### What you need to do
Extract every line of the records below that contains the string "green", and note that case matters when matching it.

(Region labeling records)
:::

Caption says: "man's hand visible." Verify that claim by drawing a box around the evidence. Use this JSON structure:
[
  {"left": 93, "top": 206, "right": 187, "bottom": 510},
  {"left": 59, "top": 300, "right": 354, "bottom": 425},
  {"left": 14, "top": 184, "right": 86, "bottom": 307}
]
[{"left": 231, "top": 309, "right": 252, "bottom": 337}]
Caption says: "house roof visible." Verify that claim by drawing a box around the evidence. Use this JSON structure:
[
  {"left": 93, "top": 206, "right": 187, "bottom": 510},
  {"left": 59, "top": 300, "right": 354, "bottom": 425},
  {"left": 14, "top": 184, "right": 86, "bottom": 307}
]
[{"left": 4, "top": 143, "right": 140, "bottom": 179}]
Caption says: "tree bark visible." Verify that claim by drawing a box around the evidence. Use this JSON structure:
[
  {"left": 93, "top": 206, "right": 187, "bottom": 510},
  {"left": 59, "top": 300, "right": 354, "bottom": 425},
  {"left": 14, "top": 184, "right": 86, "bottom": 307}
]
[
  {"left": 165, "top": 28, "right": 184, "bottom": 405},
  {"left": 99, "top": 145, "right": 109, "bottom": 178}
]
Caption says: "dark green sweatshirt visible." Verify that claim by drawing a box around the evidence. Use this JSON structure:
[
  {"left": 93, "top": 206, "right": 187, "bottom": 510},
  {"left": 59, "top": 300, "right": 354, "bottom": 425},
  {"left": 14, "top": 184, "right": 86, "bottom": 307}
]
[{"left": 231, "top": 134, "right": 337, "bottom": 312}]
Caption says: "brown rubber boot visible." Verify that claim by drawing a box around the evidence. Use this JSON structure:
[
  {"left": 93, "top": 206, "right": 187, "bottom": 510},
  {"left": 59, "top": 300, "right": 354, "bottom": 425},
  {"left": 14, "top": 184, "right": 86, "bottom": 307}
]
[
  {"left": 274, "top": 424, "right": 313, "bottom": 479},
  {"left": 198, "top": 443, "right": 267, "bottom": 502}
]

:::

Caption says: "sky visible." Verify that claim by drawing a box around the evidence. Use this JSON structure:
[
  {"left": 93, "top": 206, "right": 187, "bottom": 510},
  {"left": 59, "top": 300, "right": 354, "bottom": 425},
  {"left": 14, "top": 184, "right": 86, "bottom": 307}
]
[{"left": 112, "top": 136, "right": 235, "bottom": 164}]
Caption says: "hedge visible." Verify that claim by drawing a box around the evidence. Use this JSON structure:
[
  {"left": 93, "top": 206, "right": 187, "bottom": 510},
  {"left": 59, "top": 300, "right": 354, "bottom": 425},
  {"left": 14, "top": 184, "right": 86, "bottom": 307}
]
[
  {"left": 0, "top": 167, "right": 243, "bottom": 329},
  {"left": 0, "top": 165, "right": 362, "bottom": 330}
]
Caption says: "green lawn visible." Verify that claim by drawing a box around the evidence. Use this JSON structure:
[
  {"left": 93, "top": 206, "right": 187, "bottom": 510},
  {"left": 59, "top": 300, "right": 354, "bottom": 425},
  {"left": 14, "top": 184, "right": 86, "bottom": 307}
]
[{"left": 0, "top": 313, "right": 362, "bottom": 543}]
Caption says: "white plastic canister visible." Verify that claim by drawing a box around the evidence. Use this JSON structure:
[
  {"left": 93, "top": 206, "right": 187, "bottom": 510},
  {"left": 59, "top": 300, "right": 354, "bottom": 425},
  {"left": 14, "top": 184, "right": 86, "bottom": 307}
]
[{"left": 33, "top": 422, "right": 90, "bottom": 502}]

:::

### Full response
Caption says: "dark green sweatshirt visible." Verify that claim by drawing a box around the evidence. Use this JSON structure:
Caption says: "green lawn visible." Verify that claim by drawing a box around the evidence. Use this JSON structure:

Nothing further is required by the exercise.